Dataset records
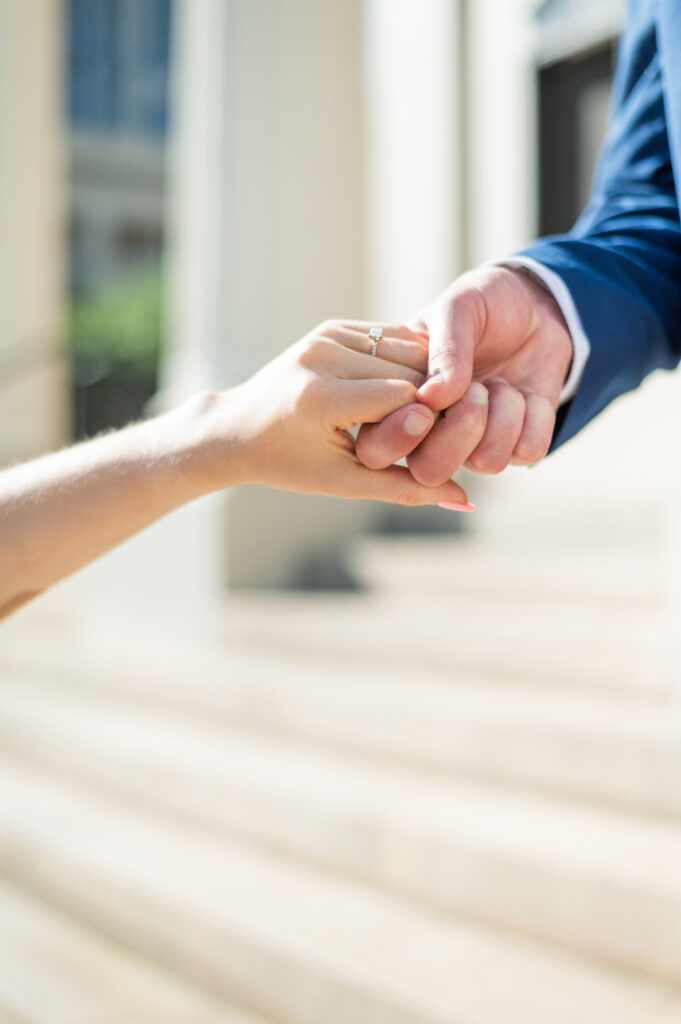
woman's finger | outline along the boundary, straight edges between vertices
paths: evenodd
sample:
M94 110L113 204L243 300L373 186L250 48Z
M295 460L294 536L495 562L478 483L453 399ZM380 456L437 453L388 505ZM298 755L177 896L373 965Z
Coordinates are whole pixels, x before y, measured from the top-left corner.
M357 458L369 469L386 469L421 444L435 422L435 413L418 402L404 406L381 422L363 420L357 435Z
M409 366L376 359L328 338L308 342L300 361L316 373L326 372L340 380L407 380L417 388L424 380L422 373Z
M449 407L423 444L409 458L414 479L427 487L443 484L476 450L485 435L489 393L473 383L463 398Z
M403 466L372 470L348 461L339 471L337 483L341 495L346 498L370 498L412 506L447 504L460 511L473 510L465 491L453 480L442 487L424 487Z
M370 323L368 320L339 320L337 322L331 322L330 325L333 327L347 328L350 331L355 331L358 334L365 334L369 336L369 331L372 327L380 327L383 331L383 335L386 338L395 338L401 341L410 341L414 344L420 345L422 348L428 347L427 339L424 338L423 332L418 333L413 331L411 327L407 327L405 324L380 324Z
M525 421L525 399L504 380L488 380L485 433L466 466L475 473L501 473L508 465Z
M379 423L403 406L410 406L415 395L415 386L406 380L338 380L325 389L321 412L335 427L348 430L356 423ZM421 410L422 406L416 405L415 409ZM430 410L427 413L432 424L433 414Z
M556 412L548 398L532 392L524 394L525 421L513 450L513 466L532 466L543 459L551 445L556 424Z
M428 347L418 340L411 341L390 335L389 330L390 328L385 328L383 336L376 342L375 355L391 363L410 366L425 376L428 368ZM355 352L368 356L374 354L373 340L366 331L355 331L344 325L342 329L335 330L331 337L339 345L354 349Z

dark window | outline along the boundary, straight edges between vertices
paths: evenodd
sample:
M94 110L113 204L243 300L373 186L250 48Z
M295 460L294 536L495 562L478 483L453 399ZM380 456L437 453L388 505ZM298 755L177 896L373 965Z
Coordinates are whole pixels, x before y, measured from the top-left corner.
M541 234L569 230L584 208L605 133L616 42L539 72Z
M171 0L69 0L68 111L81 129L163 136Z
M158 224L124 221L116 232L116 249L126 261L160 258L163 233Z

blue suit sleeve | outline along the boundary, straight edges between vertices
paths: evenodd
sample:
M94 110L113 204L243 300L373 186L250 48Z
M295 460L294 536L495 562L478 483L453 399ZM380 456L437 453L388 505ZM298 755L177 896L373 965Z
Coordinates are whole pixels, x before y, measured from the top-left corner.
M589 205L569 234L519 255L563 278L591 345L553 449L647 374L681 360L681 224L653 19L635 18L623 37Z

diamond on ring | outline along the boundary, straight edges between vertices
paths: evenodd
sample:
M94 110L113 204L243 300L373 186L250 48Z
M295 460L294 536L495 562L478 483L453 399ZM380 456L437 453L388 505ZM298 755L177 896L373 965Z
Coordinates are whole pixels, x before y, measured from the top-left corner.
M383 328L372 327L371 330L369 331L369 337L371 338L371 354L372 356L375 356L376 349L378 348L378 343L383 337Z

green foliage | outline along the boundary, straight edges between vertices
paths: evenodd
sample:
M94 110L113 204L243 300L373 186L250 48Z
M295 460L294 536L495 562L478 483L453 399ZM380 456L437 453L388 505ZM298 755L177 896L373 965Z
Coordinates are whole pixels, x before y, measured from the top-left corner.
M161 348L160 271L76 299L71 307L69 342L76 362L128 363L155 373Z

> **WORK INSTRUCTIONS**
Copy each line exactly, beginning at the one with "green foliage |" and stopping after the last line of the entries. Include nothing else.

> **RESPONSE BELOW**
green foliage | outline along the boundary, straight edges between vertices
paths: evenodd
sample:
M94 110L113 204L243 300L373 186L250 48Z
M295 460L294 536L495 562L478 483L453 399ZM380 456L437 453L388 505ZM298 755L177 896L373 965Z
Coordinates are whole pixels, x before y, measured from the top-left corner.
M161 348L160 271L76 299L71 307L69 342L76 362L128 363L155 373Z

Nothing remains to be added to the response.